[Task description] Write out the listing below word for word, leaving out the pictures.

[Entries from a point annotation set]

◇ ◇ ◇ ◇ ◇

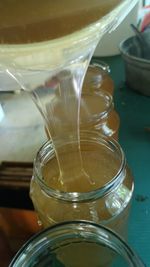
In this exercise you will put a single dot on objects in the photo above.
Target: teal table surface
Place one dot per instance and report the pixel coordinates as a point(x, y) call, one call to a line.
point(134, 137)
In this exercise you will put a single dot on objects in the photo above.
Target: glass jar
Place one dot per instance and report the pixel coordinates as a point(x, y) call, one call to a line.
point(97, 113)
point(76, 244)
point(107, 201)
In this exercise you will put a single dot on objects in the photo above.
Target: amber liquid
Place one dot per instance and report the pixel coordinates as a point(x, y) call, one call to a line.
point(35, 20)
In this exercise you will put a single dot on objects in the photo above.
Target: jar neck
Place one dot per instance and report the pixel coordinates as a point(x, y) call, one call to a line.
point(47, 153)
point(57, 236)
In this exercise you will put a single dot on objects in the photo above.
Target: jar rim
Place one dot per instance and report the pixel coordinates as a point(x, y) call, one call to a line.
point(78, 229)
point(84, 196)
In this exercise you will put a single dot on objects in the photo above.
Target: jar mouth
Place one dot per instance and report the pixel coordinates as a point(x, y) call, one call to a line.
point(48, 150)
point(66, 232)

◇ ◇ ◇ ◇ ◇

[Answer for the task]
In this exercise you will put a single dot on objects in the photo above.
Target: teal table surface
Place one dot per instance and report the pixel coordinates as a point(x, y) call, one call to a line.
point(134, 137)
In this exercise you will put a single dot on objects in the photo above.
Target: glass jar
Place one dot per instance and report the pixel coordinates as a point(x, y) call, one call to a line.
point(97, 113)
point(76, 244)
point(107, 201)
In this exercise you will put a single dot on objects in the photo above.
Target: amber liquid
Place one dot per instance and report the pixel coordinates as a point(x, y) call, one call to a line.
point(35, 20)
In this exercise you will put a single dot on objects in the photo above.
Target: jar neck
Place one dot per instance and report the pixel coordinates as a point(x, y) call, one call to a line.
point(47, 153)
point(57, 236)
In this exercise you will put a single dot on objects in the photo above.
Target: jar rim
Place one dot per instance and report the pixel coordinates as a point(x, y) call, one call to a line.
point(78, 229)
point(84, 196)
In this exercise you will put a single dot on objects in the photo above.
Target: jar mouth
Place one dot per instance and report the pixel coordinates as a point(x, y) call, one call to a line.
point(48, 150)
point(66, 232)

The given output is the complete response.